Records from a data source:
= Beginning of Section =

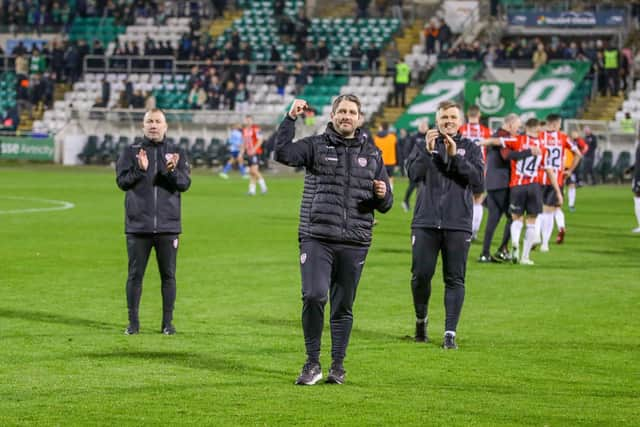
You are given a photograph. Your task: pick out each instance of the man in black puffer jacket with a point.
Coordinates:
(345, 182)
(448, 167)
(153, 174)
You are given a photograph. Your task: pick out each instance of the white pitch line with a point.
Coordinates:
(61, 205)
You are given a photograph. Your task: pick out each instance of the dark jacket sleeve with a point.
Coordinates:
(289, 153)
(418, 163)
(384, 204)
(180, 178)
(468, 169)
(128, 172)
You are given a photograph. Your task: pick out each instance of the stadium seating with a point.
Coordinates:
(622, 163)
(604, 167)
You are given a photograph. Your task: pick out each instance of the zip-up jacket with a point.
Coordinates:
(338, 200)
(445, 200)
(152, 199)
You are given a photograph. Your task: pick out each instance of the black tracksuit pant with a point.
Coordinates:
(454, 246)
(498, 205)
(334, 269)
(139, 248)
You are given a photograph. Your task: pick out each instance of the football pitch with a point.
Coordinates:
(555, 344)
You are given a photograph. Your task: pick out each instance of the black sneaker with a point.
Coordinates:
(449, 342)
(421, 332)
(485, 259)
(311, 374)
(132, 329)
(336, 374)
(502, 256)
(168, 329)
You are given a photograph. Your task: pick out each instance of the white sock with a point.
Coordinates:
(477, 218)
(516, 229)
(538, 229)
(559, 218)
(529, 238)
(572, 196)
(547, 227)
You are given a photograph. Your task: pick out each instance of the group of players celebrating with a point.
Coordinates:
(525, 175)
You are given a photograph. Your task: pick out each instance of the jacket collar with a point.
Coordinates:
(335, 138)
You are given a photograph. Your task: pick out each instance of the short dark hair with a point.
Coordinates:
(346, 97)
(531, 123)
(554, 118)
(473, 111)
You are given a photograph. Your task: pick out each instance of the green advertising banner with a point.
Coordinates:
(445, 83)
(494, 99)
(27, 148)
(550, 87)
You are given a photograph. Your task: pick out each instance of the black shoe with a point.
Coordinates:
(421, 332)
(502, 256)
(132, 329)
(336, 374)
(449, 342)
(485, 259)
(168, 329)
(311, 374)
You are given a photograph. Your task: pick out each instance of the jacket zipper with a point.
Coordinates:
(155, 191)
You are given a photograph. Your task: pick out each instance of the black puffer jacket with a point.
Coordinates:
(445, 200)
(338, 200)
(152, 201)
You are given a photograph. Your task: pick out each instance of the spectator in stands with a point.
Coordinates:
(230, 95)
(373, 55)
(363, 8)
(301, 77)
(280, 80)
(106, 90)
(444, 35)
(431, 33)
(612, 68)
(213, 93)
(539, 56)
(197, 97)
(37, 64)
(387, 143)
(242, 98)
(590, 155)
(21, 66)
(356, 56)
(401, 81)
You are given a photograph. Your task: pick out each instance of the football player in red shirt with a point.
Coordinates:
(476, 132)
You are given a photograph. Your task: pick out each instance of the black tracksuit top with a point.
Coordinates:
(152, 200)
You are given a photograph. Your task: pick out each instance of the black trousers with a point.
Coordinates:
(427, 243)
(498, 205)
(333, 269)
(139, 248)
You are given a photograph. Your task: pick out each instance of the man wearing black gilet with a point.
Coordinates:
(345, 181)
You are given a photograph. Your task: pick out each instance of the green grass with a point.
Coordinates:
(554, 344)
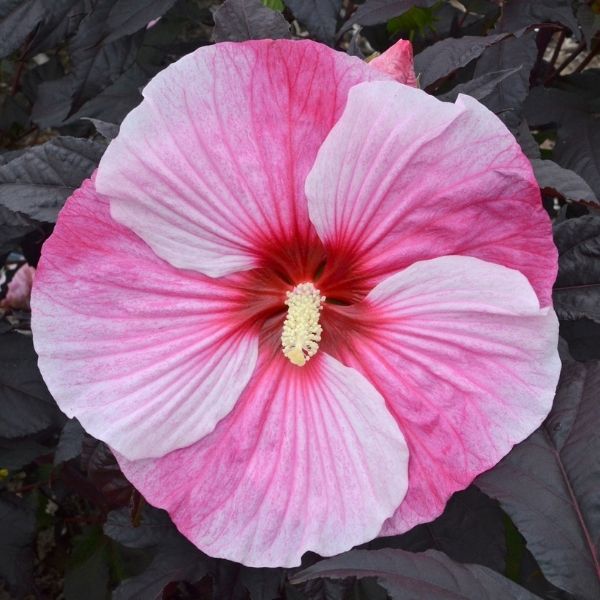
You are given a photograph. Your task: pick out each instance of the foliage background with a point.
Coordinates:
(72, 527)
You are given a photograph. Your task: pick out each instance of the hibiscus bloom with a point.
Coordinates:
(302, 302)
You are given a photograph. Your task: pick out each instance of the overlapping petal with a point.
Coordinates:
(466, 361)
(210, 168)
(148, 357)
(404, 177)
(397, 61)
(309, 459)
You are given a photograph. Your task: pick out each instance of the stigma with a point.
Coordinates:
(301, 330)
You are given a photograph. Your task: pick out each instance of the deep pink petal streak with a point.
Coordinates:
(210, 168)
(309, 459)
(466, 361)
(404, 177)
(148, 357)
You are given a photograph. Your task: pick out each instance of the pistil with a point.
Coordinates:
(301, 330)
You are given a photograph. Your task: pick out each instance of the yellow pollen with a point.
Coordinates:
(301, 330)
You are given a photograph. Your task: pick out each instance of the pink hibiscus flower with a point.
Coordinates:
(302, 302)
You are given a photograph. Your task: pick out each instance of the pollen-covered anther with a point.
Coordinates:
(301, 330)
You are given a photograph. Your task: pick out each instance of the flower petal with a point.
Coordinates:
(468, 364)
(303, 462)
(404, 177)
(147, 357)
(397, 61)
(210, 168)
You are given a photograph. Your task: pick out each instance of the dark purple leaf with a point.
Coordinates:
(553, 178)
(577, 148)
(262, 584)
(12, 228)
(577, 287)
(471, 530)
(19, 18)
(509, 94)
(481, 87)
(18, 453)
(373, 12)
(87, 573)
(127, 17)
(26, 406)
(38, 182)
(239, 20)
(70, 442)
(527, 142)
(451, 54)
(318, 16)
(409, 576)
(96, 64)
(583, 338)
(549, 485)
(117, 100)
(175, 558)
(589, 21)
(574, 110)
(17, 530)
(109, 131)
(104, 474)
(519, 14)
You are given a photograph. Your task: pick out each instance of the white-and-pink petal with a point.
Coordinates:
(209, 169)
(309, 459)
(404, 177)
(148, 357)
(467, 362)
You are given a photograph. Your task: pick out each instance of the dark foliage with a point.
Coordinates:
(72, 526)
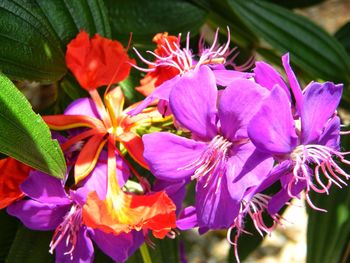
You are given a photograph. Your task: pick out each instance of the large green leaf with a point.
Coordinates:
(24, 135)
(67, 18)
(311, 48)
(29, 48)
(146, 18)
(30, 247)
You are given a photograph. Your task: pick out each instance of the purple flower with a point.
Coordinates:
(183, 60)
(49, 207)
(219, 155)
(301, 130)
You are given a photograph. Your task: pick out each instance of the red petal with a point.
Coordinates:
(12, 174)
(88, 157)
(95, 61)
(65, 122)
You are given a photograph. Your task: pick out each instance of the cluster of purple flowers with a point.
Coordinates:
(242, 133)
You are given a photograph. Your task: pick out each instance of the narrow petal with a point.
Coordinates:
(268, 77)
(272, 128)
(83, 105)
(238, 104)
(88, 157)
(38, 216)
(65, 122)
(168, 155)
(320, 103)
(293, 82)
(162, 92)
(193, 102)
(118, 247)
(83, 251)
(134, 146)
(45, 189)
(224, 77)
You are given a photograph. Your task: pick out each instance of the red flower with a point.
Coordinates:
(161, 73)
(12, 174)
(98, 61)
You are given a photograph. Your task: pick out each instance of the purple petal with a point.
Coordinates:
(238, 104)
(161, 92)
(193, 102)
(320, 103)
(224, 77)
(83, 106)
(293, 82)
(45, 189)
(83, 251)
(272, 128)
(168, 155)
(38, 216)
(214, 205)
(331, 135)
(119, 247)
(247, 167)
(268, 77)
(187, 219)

= End of Section =

• Problem to work on:
Nothing but an exact copy of the data above, minus its pictures, should appear in the response.

• Answer section:
You are given a photograph. Your task: pick out each instance of the man in black puffer jacket with a point.
Coordinates:
(345, 182)
(448, 167)
(153, 174)
You are given a photograph. Your task: pick out each instance of the white pitch line with a point.
Coordinates:
(61, 205)
You are given a photograph. Your task: pick out each instance of the dark jacket sleeve with a point.
Coordinates:
(289, 153)
(418, 163)
(384, 204)
(180, 178)
(468, 169)
(128, 172)
You are given a photograph. Your task: pick out each instance of the stadium seating with a point.
Coordinates:
(622, 163)
(604, 167)
You are given a photograph. Your task: pick out each instance of the zip-up jacket with a point.
Coordinates:
(338, 200)
(445, 200)
(152, 199)
You are given a photograph. Your task: pick out each instance of the black tracksuit pant with a point.
Coordinates:
(454, 246)
(498, 205)
(334, 269)
(139, 248)
You are given a photograph. Your task: pick out each instance of the football pitch with a point.
Coordinates:
(555, 344)
You are given a photograph. Your task: pick out each instance of the black sneaker with a point.
Coordinates:
(449, 342)
(421, 332)
(485, 259)
(311, 374)
(132, 329)
(336, 374)
(502, 256)
(168, 329)
You are given a photograph. Your task: pick out each instance of the white sock with a point.
Coordinates:
(477, 218)
(516, 229)
(538, 229)
(559, 218)
(529, 238)
(572, 196)
(547, 227)
You are given a photograph. Your task: pick out each instance of the group of players celebrating with a point.
Coordinates:
(525, 175)
You are given a photograph. Your task: pick out each instance of the jacket collar with a point.
Coordinates:
(335, 138)
You are given a photograph. Your task: pick out each instance of the short dark hair with a point.
Coordinates:
(346, 97)
(531, 123)
(554, 118)
(473, 111)
You are given a photograph. Your task: pick out each instance of the green advertising banner with a point.
Coordinates:
(445, 83)
(494, 99)
(27, 148)
(550, 87)
You are given a photograph. Your task: pick out each instance of the black shoe with a point.
Coordinates:
(421, 332)
(502, 256)
(132, 329)
(336, 374)
(449, 342)
(485, 259)
(168, 329)
(311, 374)
You are given a photograph. Your task: pick out each instance of the jacket zipper with a point.
Coordinates:
(155, 191)
You are given a photograph. Your task: pick out each instance of the black puffer jacket with a point.
Coordinates:
(445, 200)
(338, 200)
(152, 201)
You are given a photograph. Your task: pick out each instance of the spectator in stands with a point.
Coordinates:
(230, 95)
(373, 55)
(363, 8)
(301, 77)
(280, 80)
(106, 90)
(444, 35)
(431, 33)
(612, 68)
(213, 93)
(539, 56)
(197, 97)
(37, 64)
(387, 143)
(242, 98)
(590, 155)
(21, 66)
(356, 56)
(401, 81)
You are given a photograph. Your task: pick out each instance of the football player in red shirt with a point.
Coordinates:
(476, 132)
You are given a photograph. Your task: pick out each instance of the black tracksuit top with a point.
Coordinates:
(152, 200)
You are given a photograph. Your task: pick out each instance of the black trousers with a point.
Coordinates:
(427, 243)
(498, 205)
(333, 269)
(139, 248)
You are given a photograph. Your task: pick out each instance of the man wearing black gilet with a point.
Coordinates:
(345, 181)
You are given a photograph. Your task: pick out each instance of the green grass with a point.
Coordinates:
(554, 344)
You are given a photograph. Your task: pick out each instance of the foliage background with a point.
Coordinates:
(72, 527)
You are given a photograph. Your task: pick out each instance of the hibiscus bloom with a point.
Coordinates:
(302, 302)
You are given a photograph. Your task: pick out each instance of the overlapping petal with a point.
Coordinates:
(466, 361)
(210, 168)
(148, 357)
(404, 177)
(397, 61)
(309, 459)
You are given a photograph. Your task: pick out each instance of the stigma with a point.
Coordinates:
(301, 330)
You are given a photograph. Your task: pick out each instance of the deep pink petal streak with a point.
Coordinates:
(210, 168)
(309, 459)
(466, 361)
(404, 177)
(148, 357)
You are given a photograph. Your task: pick out each instance of the pistil with a point.
Coordinates:
(301, 330)
You are given a photograph. Your task: pick out each instance of the yellow pollen with a point.
Coordinates:
(301, 330)
You are given a photograph. Your task: pick out each instance of the pink hibiscus flower with a point.
Coordinates:
(302, 302)
You are given a photograph. Your task: pick out each instance of the pollen-covered anther with a point.
Coordinates:
(301, 330)
You are given a photograph. Your task: pick out each instance of the flower petal with a point.
Coordinates:
(468, 364)
(303, 462)
(404, 177)
(147, 357)
(397, 61)
(210, 168)
You are given a photograph. Your task: pick out each instance of the dark purple leaf with a point.
Coordinates:
(553, 178)
(577, 148)
(262, 584)
(12, 228)
(577, 287)
(471, 530)
(19, 18)
(509, 94)
(481, 87)
(18, 453)
(373, 12)
(87, 573)
(127, 17)
(26, 406)
(38, 182)
(239, 20)
(70, 442)
(527, 142)
(451, 54)
(318, 16)
(409, 576)
(96, 64)
(583, 338)
(549, 485)
(117, 100)
(175, 558)
(589, 21)
(574, 110)
(17, 530)
(109, 131)
(104, 474)
(519, 14)
You are given a photograph. Your task: pick out each instance of the white-and-pink petal with a point.
Coordinates:
(209, 169)
(309, 459)
(404, 177)
(148, 357)
(467, 362)
You are given a photograph. Your task: pick out each instance of the dark foliage with a point.
Coordinates:
(72, 526)
You are given a photograph. Your task: pick out each instance of the large green leaf with a point.
Coordinates:
(24, 135)
(67, 18)
(311, 48)
(29, 48)
(146, 18)
(30, 247)
You are given a photograph. Your task: pick out each instance of the purple flower with a point.
Coordinates:
(183, 60)
(49, 207)
(219, 155)
(301, 130)
You are given a photograph. Your task: pick out each instance of the red petal with a point.
Coordinates:
(12, 174)
(88, 157)
(95, 61)
(65, 122)
You are given a photograph. Your task: pick out each instance of the cluster of purple flowers with a point.
Coordinates:
(242, 133)
You are given a photograph. Your task: pick out each instance of the narrow petal with a point.
Coordinates:
(268, 77)
(272, 128)
(83, 105)
(238, 104)
(88, 157)
(38, 216)
(65, 122)
(168, 155)
(320, 103)
(293, 82)
(162, 92)
(193, 102)
(118, 247)
(83, 251)
(134, 146)
(45, 189)
(224, 77)
You are given a photograph. Your task: pick out each instance of the red flower with a point.
Coordinates:
(161, 73)
(12, 174)
(98, 61)
You are given a photograph. Your task: pick out each instance of the purple petal with a point.
Coordinates:
(238, 104)
(161, 92)
(193, 102)
(320, 103)
(224, 77)
(83, 106)
(293, 82)
(45, 189)
(83, 251)
(272, 128)
(168, 155)
(38, 216)
(214, 205)
(331, 135)
(119, 247)
(247, 167)
(268, 77)
(187, 219)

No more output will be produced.